Aim of the task: Can the lines below, from the one that holds "Task: locate the bag" to the very end, be echoed exactly, with both ends included and no pictures?

Collected data entries
◆ ◆ ◆ ◆

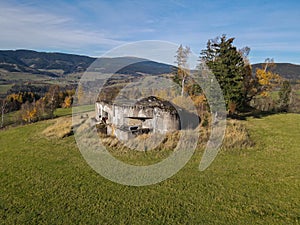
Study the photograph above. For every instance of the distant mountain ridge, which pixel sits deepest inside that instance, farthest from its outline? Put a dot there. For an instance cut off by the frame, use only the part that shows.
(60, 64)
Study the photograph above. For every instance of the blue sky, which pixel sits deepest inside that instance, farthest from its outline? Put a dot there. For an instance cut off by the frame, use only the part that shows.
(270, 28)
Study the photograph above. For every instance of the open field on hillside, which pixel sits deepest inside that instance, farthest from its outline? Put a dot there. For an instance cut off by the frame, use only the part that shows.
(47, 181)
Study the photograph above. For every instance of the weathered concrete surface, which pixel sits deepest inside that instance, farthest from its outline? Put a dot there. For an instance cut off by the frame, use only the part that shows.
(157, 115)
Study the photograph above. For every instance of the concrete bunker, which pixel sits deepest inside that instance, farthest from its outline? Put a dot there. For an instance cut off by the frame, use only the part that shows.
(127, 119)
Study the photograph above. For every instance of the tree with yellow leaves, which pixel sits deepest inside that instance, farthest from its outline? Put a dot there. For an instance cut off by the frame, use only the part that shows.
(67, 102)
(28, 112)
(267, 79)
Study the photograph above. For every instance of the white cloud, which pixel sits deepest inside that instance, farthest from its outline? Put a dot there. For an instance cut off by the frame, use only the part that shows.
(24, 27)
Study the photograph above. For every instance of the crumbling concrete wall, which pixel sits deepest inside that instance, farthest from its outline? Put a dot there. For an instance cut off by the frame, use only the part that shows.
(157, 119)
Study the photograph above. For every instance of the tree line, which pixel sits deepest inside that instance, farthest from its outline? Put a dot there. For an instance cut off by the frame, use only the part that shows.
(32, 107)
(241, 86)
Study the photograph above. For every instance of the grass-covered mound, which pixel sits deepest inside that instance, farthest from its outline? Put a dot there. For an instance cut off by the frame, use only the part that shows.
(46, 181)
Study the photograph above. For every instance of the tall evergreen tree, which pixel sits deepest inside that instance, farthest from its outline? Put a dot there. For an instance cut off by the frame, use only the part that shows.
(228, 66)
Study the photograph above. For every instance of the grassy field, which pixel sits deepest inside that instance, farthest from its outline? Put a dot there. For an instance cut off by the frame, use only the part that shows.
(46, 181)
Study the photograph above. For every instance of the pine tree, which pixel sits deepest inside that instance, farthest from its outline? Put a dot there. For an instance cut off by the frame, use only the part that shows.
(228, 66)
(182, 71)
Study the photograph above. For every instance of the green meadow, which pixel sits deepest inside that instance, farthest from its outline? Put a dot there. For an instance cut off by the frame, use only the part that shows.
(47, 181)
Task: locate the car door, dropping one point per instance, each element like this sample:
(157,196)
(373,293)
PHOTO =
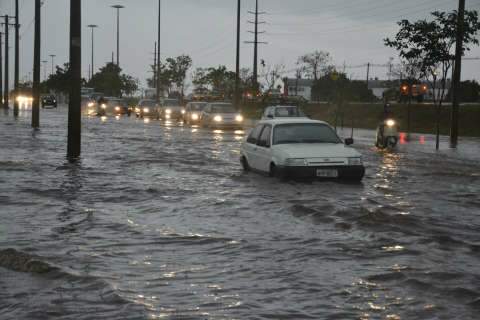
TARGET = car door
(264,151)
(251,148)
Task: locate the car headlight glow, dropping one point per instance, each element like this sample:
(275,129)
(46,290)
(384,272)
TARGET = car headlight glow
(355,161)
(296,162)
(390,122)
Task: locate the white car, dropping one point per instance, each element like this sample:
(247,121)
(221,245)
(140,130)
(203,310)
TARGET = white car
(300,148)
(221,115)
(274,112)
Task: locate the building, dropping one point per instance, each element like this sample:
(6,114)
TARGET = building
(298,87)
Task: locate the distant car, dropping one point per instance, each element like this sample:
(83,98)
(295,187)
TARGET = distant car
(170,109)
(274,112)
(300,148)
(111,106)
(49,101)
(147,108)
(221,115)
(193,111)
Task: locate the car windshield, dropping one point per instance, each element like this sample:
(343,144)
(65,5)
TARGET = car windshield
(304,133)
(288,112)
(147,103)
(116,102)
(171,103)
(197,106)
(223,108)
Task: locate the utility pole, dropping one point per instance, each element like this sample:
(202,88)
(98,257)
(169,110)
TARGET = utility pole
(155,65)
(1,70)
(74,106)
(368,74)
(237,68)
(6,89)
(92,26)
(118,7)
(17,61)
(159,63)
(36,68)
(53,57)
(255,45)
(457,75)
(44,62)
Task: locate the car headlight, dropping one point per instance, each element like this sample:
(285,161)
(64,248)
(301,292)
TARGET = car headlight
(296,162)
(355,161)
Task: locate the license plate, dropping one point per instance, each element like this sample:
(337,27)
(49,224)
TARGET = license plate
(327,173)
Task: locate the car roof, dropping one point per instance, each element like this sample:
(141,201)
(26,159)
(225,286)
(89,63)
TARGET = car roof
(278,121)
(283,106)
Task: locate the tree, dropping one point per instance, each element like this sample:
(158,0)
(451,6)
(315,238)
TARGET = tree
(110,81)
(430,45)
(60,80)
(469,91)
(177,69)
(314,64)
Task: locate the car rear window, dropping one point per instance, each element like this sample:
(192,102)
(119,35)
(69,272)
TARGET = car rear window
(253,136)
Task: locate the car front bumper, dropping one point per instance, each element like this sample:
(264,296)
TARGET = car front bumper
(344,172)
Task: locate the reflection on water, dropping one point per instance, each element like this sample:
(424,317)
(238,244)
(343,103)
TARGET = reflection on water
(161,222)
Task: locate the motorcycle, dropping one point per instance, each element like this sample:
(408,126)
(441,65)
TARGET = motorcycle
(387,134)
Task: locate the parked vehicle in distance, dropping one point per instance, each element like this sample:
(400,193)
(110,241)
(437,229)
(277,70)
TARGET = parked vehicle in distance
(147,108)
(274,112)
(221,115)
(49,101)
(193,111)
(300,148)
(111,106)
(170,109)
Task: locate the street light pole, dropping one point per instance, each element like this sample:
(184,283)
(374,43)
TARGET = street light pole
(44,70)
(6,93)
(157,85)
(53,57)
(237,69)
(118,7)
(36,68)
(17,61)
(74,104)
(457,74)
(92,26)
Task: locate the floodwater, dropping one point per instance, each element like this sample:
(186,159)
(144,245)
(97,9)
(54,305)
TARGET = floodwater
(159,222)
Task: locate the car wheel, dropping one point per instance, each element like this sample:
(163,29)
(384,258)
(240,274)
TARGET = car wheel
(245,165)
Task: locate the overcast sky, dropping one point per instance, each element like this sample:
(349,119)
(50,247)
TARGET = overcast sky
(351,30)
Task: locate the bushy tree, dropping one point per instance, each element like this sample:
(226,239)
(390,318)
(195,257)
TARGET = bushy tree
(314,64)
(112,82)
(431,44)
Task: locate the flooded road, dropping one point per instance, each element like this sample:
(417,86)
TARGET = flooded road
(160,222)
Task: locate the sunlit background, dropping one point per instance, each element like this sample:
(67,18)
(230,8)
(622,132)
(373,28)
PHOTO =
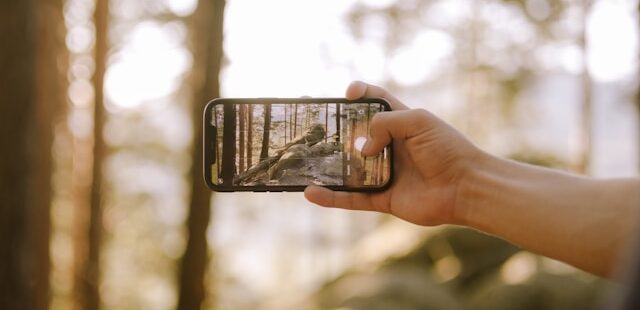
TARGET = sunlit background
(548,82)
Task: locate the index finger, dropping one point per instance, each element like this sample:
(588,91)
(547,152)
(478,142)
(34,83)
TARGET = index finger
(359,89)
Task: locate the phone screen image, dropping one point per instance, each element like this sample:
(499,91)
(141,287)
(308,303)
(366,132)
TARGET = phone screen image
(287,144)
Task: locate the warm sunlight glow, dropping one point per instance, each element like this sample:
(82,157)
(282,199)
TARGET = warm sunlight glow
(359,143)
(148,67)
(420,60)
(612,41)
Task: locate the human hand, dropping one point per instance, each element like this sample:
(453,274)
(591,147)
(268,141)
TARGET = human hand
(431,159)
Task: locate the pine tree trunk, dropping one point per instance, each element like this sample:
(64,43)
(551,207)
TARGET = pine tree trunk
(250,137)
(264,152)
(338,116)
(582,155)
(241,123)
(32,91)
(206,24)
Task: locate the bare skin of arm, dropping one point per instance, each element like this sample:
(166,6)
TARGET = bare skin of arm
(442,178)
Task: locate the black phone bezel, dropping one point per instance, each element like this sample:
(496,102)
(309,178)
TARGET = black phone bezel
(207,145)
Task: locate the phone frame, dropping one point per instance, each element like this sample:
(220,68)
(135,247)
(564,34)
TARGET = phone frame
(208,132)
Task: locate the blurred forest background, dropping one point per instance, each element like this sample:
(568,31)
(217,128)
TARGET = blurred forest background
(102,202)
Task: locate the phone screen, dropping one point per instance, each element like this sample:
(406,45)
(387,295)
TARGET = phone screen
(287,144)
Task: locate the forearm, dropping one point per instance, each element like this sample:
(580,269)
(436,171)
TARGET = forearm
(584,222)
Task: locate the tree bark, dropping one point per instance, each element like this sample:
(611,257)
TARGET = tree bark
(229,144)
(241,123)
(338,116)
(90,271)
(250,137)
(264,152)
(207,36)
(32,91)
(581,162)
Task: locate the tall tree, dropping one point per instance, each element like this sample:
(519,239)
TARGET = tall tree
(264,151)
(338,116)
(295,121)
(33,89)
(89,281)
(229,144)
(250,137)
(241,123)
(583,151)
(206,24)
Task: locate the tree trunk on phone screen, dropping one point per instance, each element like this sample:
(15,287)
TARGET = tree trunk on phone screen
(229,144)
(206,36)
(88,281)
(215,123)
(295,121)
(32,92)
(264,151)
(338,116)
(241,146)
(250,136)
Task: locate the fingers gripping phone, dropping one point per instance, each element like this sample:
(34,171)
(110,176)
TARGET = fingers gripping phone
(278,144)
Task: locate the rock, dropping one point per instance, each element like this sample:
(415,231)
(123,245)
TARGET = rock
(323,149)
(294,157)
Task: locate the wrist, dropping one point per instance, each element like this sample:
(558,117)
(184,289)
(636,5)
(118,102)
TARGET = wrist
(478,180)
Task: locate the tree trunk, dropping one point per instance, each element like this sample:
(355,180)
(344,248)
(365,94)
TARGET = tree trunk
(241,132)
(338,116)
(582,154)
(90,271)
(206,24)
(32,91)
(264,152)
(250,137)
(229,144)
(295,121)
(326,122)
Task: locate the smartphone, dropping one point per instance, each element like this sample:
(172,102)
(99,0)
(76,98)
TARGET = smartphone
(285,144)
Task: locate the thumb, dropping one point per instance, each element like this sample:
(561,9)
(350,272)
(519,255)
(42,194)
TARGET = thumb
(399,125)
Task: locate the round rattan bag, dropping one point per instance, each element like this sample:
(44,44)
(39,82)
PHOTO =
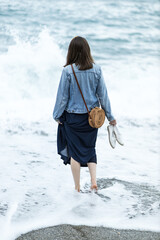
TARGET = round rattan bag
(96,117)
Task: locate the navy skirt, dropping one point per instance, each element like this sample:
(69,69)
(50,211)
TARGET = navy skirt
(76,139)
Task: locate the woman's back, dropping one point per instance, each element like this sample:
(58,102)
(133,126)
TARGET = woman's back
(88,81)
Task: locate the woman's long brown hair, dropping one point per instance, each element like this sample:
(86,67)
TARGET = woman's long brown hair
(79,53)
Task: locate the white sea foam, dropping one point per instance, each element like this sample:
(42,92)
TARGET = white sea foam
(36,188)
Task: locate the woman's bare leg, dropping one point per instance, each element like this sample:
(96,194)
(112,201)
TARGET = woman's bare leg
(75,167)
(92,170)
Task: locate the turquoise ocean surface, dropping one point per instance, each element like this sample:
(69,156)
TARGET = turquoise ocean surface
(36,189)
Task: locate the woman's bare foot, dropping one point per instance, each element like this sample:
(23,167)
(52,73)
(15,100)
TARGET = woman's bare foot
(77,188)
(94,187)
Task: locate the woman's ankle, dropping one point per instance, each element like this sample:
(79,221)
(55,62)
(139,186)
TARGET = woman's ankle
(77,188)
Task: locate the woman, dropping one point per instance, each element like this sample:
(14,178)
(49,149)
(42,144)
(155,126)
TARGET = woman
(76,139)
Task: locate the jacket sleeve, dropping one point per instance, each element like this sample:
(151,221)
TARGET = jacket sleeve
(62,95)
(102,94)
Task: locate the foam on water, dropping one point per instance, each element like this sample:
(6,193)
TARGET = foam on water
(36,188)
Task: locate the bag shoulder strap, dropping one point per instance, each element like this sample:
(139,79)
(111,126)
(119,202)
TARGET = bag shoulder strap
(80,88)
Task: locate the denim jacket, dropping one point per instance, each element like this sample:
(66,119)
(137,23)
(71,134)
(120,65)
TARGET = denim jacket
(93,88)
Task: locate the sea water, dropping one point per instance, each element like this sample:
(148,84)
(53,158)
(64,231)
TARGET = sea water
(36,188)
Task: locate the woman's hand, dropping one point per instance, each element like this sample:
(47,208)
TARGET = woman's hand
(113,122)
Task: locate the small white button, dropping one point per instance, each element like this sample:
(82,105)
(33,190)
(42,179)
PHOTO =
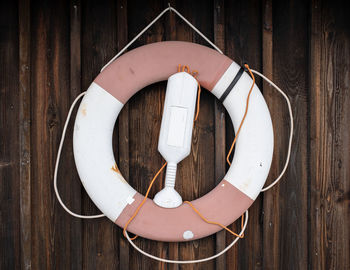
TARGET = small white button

◆ ◆ ◆ ◆

Solution for this problem:
Task: locate the bag shoulder strap, dropping one point per instance, each element like this sample:
(139,79)
(111,126)
(119,202)
TARGET = bag shoulder strap
(80,88)
Task: locate the denim jacket, dropping one point per instance, each element like this sample:
(66,119)
(137,23)
(71,134)
(120,65)
TARGET = denim jacket
(93,88)
Task: locate the sea water, dropping one point per instance, each element like this sample:
(148,84)
(53,158)
(64,231)
TARGET = sea water
(36,188)
Task: locate the woman's hand, dropping one point per instance, each element like this sample:
(47,208)
TARGET = woman's hand
(113,122)
Task: locate the small white button, dropping one point per instance, each element like this sample:
(82,105)
(33,190)
(42,179)
PHOTO =
TARGET = small white button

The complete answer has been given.